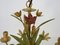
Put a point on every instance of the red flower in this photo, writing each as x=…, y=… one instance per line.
x=30, y=19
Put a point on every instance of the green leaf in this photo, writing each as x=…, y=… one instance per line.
x=18, y=19
x=39, y=40
x=34, y=37
x=18, y=39
x=45, y=22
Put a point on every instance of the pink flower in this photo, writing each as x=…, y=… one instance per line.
x=30, y=19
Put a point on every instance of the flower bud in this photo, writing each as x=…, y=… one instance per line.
x=18, y=14
x=38, y=13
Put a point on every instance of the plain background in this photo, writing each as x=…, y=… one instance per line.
x=50, y=9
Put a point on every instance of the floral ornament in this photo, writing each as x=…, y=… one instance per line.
x=33, y=29
x=45, y=36
x=38, y=13
x=30, y=19
x=18, y=14
x=58, y=43
x=5, y=37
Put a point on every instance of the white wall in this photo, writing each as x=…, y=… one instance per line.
x=50, y=9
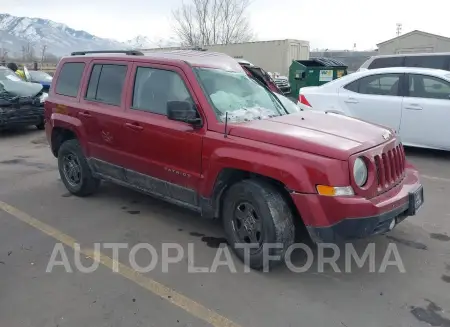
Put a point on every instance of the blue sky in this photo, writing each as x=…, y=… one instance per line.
x=326, y=24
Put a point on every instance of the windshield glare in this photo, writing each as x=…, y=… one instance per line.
x=8, y=75
x=40, y=76
x=238, y=95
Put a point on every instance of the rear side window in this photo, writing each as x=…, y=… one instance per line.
x=429, y=87
x=383, y=84
x=353, y=86
x=435, y=62
x=106, y=83
x=69, y=79
x=386, y=62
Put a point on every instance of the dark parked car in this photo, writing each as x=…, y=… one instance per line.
x=21, y=103
x=43, y=78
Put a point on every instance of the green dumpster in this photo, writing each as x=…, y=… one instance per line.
x=314, y=72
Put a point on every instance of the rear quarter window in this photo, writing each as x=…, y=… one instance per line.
x=386, y=62
x=69, y=79
x=435, y=62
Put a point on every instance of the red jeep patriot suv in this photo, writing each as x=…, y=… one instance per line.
x=192, y=128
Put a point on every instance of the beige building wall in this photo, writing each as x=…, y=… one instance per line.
x=272, y=56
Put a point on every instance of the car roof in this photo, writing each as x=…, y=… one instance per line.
x=426, y=54
x=415, y=70
x=195, y=58
x=391, y=70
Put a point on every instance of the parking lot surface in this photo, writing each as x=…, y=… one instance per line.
x=37, y=213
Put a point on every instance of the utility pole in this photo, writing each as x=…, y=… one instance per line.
x=399, y=29
x=44, y=49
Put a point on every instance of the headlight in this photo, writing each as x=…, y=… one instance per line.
x=43, y=97
x=360, y=172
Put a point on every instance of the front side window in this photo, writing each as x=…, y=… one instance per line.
x=238, y=95
x=153, y=88
x=106, y=83
x=386, y=84
x=436, y=62
x=421, y=86
x=69, y=79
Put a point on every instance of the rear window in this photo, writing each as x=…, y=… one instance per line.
x=386, y=62
x=435, y=62
x=106, y=83
x=69, y=79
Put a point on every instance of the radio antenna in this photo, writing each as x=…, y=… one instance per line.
x=226, y=125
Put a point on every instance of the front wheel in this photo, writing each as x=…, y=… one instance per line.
x=255, y=214
x=74, y=169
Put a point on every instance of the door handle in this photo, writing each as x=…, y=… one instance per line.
x=134, y=126
x=413, y=106
x=85, y=114
x=351, y=100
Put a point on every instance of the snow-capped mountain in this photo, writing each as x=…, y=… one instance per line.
x=59, y=39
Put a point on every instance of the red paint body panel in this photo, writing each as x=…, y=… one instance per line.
x=300, y=150
x=323, y=211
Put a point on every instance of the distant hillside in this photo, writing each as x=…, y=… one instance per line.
x=59, y=39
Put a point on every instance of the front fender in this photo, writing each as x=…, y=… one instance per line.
x=298, y=171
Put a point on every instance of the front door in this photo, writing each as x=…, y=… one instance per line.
x=426, y=112
x=166, y=154
x=374, y=98
x=101, y=111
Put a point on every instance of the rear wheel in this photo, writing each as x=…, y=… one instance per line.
x=75, y=171
x=255, y=213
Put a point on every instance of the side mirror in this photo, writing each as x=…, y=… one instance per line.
x=183, y=111
x=27, y=74
x=300, y=76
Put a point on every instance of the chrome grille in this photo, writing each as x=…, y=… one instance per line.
x=390, y=168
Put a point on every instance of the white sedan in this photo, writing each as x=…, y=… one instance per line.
x=414, y=102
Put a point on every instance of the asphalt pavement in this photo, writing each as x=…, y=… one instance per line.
x=37, y=216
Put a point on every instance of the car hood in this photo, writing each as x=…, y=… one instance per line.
x=328, y=135
x=21, y=89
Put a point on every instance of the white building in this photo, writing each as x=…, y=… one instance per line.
x=414, y=42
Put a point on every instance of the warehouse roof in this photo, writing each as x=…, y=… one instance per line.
x=414, y=32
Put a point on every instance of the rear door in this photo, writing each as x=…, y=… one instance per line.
x=426, y=112
x=102, y=108
x=375, y=98
x=161, y=149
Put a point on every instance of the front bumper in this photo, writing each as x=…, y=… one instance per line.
x=334, y=219
x=24, y=116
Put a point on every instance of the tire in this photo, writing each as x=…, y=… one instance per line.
x=87, y=184
x=274, y=217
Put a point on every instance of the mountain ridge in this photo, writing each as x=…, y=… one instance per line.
x=20, y=34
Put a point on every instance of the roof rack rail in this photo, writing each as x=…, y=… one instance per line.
x=127, y=52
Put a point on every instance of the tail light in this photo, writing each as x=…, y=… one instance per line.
x=303, y=100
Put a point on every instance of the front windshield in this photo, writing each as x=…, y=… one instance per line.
x=238, y=95
x=7, y=74
x=40, y=76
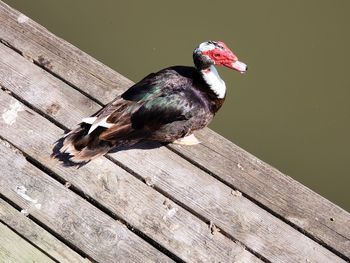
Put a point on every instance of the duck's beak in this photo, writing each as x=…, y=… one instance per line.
x=239, y=66
x=233, y=63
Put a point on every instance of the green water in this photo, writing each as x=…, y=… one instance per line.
x=291, y=109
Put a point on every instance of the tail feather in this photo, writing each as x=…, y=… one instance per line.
x=77, y=148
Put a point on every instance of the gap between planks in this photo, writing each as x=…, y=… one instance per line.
x=102, y=78
x=56, y=55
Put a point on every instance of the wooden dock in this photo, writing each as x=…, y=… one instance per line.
x=213, y=202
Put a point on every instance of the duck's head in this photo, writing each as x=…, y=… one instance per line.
x=216, y=53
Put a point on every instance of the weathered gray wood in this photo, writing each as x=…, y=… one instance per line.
x=58, y=55
x=275, y=190
x=13, y=248
x=37, y=235
x=167, y=171
x=261, y=182
x=138, y=204
x=99, y=236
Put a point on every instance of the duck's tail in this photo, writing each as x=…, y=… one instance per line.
x=78, y=147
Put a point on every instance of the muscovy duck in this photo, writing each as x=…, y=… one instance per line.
x=166, y=106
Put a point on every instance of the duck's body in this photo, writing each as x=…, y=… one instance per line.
x=165, y=106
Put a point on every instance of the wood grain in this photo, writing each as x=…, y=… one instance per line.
x=184, y=182
x=135, y=202
x=37, y=235
x=13, y=248
x=264, y=184
x=285, y=197
x=99, y=236
x=59, y=56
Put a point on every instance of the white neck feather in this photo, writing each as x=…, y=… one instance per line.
x=216, y=84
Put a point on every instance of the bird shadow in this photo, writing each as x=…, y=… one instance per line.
x=65, y=158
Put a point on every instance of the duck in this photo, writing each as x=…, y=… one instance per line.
x=166, y=106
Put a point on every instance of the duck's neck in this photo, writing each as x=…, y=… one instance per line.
x=216, y=84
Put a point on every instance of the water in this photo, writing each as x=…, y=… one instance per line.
x=291, y=109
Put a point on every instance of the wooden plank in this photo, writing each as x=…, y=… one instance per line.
x=99, y=236
x=141, y=206
x=58, y=55
x=200, y=192
x=13, y=248
x=37, y=235
x=283, y=195
x=261, y=182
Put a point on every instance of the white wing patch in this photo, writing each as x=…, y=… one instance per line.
x=206, y=46
x=100, y=123
x=89, y=120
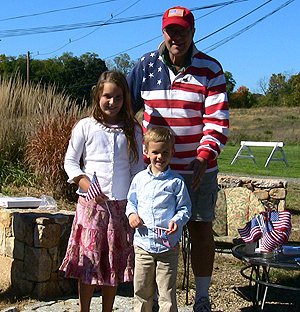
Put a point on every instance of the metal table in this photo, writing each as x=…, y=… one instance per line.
x=260, y=265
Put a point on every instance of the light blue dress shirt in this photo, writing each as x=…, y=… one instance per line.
x=158, y=200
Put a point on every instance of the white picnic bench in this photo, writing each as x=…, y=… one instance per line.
x=245, y=146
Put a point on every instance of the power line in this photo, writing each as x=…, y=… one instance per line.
x=55, y=11
x=229, y=38
x=156, y=37
x=86, y=35
x=235, y=21
x=110, y=21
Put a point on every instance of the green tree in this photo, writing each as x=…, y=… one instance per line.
x=230, y=83
x=242, y=98
x=122, y=63
x=74, y=75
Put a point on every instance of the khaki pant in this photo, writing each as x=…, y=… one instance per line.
x=155, y=271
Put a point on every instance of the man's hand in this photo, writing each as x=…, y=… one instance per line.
x=198, y=166
x=172, y=227
x=135, y=221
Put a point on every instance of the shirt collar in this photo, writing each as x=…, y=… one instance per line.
x=161, y=175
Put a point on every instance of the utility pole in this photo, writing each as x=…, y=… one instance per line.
x=28, y=67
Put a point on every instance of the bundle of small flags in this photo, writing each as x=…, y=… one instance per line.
x=271, y=228
x=161, y=234
x=94, y=189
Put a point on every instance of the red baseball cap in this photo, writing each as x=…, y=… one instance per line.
x=179, y=16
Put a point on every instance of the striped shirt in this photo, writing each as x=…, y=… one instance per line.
x=192, y=103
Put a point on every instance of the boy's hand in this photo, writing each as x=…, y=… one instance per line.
x=101, y=199
x=199, y=166
x=172, y=227
x=135, y=221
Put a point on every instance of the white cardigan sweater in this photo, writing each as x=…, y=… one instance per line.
x=104, y=151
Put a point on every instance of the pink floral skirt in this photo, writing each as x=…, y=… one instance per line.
x=100, y=250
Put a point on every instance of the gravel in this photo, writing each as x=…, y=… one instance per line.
x=228, y=293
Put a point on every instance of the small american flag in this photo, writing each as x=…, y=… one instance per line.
x=276, y=229
x=162, y=234
x=94, y=189
x=252, y=231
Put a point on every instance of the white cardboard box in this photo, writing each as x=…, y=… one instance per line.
x=20, y=202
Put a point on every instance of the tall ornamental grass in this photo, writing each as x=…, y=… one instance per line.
x=34, y=131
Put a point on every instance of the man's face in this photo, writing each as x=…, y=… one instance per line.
x=178, y=39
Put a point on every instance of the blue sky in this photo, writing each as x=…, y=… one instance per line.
x=269, y=46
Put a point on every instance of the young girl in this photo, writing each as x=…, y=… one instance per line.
x=109, y=143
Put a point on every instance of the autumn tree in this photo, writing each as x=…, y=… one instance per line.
x=242, y=98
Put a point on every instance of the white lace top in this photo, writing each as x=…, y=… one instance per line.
x=104, y=151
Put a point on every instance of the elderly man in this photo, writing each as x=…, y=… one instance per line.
x=184, y=89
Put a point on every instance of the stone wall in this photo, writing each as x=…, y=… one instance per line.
x=271, y=192
x=36, y=241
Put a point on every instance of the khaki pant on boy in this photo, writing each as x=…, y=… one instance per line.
x=155, y=271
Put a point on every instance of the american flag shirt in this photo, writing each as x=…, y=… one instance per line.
x=192, y=103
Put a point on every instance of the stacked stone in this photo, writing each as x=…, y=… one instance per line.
x=271, y=192
x=36, y=241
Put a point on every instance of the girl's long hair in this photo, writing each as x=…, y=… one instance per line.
x=125, y=115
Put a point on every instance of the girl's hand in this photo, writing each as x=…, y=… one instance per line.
x=135, y=221
x=101, y=199
x=172, y=227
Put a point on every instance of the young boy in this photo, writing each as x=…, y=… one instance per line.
x=158, y=207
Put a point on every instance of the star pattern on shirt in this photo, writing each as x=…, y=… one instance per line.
x=154, y=77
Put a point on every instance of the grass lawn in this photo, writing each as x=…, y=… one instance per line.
x=248, y=167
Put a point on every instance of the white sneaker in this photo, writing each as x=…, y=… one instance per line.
x=202, y=305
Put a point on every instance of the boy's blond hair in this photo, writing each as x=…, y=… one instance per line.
x=159, y=134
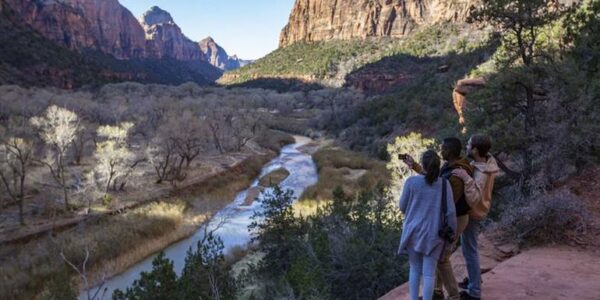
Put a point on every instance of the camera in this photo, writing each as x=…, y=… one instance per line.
x=447, y=234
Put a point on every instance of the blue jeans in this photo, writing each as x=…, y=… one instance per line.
x=471, y=254
x=424, y=265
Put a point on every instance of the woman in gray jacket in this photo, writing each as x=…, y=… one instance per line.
x=421, y=204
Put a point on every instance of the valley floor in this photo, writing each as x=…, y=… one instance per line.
x=148, y=219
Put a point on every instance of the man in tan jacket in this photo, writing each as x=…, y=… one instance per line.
x=478, y=194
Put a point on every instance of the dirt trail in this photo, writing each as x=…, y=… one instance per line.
x=542, y=273
x=550, y=272
x=545, y=273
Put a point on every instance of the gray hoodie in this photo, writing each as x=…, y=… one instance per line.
x=421, y=205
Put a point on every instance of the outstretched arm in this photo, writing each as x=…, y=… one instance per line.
x=405, y=196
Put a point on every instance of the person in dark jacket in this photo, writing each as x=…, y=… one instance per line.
x=451, y=153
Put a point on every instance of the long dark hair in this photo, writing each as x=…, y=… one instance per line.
x=431, y=165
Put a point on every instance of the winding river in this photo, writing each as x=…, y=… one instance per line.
x=233, y=219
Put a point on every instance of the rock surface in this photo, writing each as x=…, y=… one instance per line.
x=107, y=26
x=540, y=273
x=103, y=25
x=165, y=39
x=490, y=256
x=217, y=56
x=459, y=95
x=321, y=20
x=545, y=273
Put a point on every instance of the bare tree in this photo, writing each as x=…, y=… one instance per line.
x=115, y=161
x=162, y=155
x=85, y=133
x=58, y=128
x=15, y=157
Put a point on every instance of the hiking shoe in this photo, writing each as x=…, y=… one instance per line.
x=437, y=295
x=464, y=284
x=465, y=296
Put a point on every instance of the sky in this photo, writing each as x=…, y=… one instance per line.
x=248, y=28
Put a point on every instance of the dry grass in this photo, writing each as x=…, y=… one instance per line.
x=117, y=242
x=274, y=178
x=26, y=268
x=344, y=168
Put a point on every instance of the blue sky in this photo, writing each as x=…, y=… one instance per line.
x=248, y=28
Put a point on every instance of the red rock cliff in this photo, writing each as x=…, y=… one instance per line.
x=103, y=25
x=319, y=20
x=165, y=38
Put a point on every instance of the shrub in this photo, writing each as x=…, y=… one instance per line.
x=550, y=218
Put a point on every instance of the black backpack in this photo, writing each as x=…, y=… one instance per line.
x=446, y=232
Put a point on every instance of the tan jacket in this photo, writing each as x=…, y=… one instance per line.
x=478, y=190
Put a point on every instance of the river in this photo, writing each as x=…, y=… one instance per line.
x=233, y=219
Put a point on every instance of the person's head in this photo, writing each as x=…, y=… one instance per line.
x=451, y=148
x=479, y=145
x=431, y=165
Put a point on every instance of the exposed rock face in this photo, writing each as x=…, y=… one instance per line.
x=217, y=56
x=165, y=39
x=463, y=88
x=319, y=20
x=103, y=25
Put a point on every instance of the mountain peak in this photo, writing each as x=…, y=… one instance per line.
x=156, y=15
x=208, y=40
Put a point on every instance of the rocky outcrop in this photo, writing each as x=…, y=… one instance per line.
x=165, y=39
x=102, y=25
x=217, y=56
x=321, y=20
x=462, y=89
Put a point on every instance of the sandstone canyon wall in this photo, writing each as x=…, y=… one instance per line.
x=107, y=26
x=321, y=20
x=103, y=25
x=165, y=39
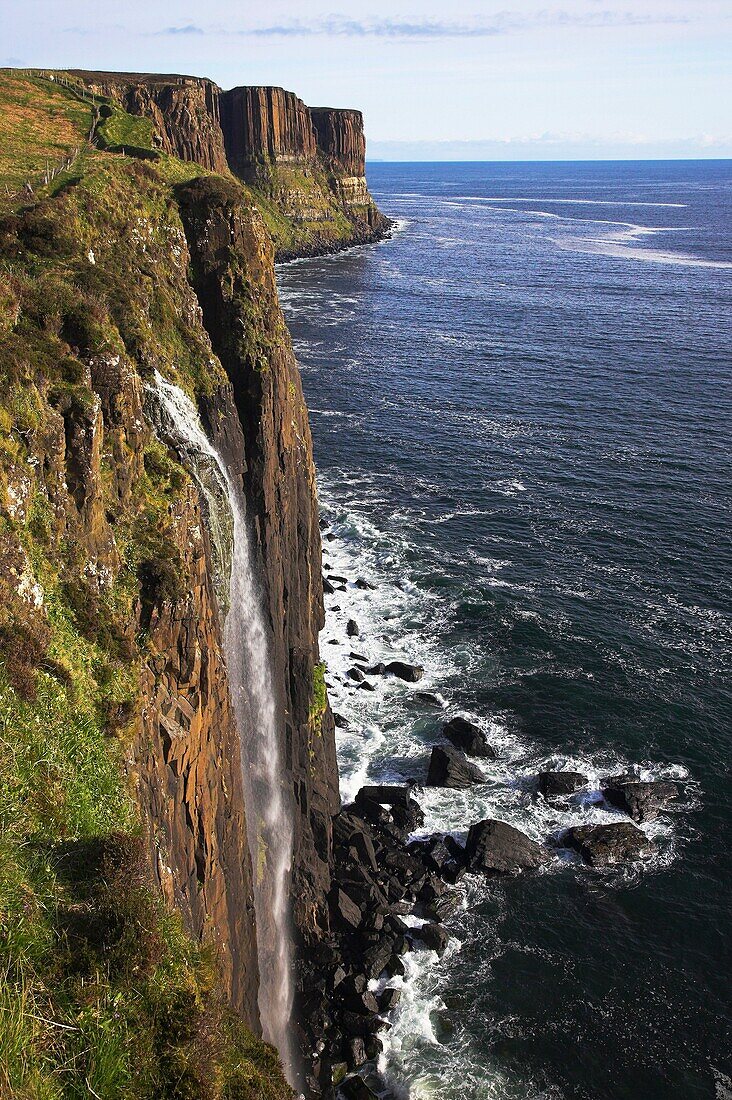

:::

Requirement
Turn the material above, from the line with "Put a point on every instance of the green water" up to and including the line with "x=165, y=106", into a numbered list, leaving out any blank lines.

Output of the exercise
1. Put a point on every instance of the green water in this photo, writing each as x=…, y=… one instance per line.
2. x=291, y=109
3. Put a point on every instance of the tail feather in this photo, writing each as x=…, y=… one instance per line.
4. x=77, y=148
5. Put a point on every instance of the gap between planks in this photo, writing each as x=…, y=… one instance per line.
6. x=102, y=78
7. x=56, y=55
8. Put a point on every instance of the wooden dock in this photo, writing each as x=…, y=… one instance per line.
9. x=213, y=202
10. Put a point on every instance of the duck's head in this photo, writing each as x=…, y=… one instance per line.
11. x=216, y=53
12. Put a point on every instance of the weathered gray wood in this photo, writing each as x=…, y=… one instance per line.
13. x=58, y=55
14. x=275, y=190
15. x=13, y=248
16. x=37, y=235
17. x=167, y=171
18. x=261, y=182
19. x=138, y=204
20. x=99, y=236
21. Put a point on every instance of the duck's tail in this photo, writing each as x=…, y=… one instance per line.
22. x=78, y=147
23. Put a point on every instance of the muscovy duck in this photo, writing each as x=…, y=… one instance per line.
24. x=166, y=106
25. Put a point on every instance of the duck's body in this photo, writing each as x=…, y=… one instance per line.
26. x=165, y=106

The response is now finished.